> **PROBLEM TO WORK ON**
Tell how many lines in the following entries include the word "bumper", giving the figure alone.

> **MATERIAL FOR THIS EXERCISE**
◆ ◆ ◆
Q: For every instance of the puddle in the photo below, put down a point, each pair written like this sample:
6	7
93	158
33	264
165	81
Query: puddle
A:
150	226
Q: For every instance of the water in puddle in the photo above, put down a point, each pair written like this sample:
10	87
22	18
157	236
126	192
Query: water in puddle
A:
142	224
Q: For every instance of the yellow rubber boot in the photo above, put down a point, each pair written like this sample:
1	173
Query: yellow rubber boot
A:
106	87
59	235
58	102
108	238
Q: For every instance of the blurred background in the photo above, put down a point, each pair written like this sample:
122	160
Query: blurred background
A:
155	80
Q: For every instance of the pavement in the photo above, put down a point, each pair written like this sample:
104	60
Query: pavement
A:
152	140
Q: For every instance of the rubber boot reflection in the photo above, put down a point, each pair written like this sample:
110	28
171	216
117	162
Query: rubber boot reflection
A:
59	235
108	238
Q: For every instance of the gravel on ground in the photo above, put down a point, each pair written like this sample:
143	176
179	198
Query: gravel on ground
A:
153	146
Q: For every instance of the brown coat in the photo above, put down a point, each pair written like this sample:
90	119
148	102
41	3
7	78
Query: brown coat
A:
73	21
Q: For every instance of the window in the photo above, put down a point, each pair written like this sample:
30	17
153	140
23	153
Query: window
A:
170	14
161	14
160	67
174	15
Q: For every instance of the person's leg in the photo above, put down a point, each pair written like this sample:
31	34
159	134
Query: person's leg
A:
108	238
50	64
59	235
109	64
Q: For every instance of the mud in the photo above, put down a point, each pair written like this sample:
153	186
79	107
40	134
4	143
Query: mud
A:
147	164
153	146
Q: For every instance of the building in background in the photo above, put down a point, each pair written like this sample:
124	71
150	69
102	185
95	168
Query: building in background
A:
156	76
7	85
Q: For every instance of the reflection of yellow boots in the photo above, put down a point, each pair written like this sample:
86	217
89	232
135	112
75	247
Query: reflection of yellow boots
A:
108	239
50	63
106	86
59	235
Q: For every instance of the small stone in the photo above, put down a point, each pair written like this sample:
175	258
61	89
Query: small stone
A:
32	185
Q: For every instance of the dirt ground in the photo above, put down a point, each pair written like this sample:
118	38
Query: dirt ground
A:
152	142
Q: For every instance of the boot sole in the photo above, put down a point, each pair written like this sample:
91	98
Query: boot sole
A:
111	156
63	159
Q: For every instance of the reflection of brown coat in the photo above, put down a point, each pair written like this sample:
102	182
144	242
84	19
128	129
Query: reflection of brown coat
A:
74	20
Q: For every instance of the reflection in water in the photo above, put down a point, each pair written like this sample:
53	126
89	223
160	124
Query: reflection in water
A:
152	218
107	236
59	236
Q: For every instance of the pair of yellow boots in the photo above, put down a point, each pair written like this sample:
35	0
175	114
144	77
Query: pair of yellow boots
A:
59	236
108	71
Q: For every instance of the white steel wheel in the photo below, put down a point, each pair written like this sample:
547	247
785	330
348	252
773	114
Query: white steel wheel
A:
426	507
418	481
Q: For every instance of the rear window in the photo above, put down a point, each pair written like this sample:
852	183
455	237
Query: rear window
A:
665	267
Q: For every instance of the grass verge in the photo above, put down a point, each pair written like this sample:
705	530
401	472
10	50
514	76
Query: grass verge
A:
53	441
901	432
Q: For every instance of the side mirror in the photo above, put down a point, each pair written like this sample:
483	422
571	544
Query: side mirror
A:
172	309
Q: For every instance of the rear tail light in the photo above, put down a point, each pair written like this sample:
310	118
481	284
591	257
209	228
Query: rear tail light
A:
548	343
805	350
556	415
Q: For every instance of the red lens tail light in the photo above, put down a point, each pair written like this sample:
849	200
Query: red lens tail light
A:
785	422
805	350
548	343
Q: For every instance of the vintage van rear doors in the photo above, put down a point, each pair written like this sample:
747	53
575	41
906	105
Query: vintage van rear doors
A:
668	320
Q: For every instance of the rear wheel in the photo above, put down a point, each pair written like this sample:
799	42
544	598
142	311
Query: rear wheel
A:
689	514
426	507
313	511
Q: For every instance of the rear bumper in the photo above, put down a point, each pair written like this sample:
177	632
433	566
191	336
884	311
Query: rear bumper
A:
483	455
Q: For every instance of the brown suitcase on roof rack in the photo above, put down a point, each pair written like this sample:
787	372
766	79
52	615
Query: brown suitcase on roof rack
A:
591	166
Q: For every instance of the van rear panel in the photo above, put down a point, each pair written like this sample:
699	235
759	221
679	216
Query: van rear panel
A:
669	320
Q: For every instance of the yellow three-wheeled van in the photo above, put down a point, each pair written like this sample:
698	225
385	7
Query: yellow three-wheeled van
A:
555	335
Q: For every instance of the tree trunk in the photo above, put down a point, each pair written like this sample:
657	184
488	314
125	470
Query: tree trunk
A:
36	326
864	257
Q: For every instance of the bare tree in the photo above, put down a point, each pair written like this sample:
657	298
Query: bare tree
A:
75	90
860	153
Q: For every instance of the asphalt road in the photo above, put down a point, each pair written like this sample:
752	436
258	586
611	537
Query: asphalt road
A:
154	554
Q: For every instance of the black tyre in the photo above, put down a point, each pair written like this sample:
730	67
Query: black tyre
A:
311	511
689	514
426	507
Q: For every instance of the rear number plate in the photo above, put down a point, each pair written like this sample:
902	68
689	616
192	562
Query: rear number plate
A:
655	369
◆ ◆ ◆
> **WRITTEN RESPONSE**
2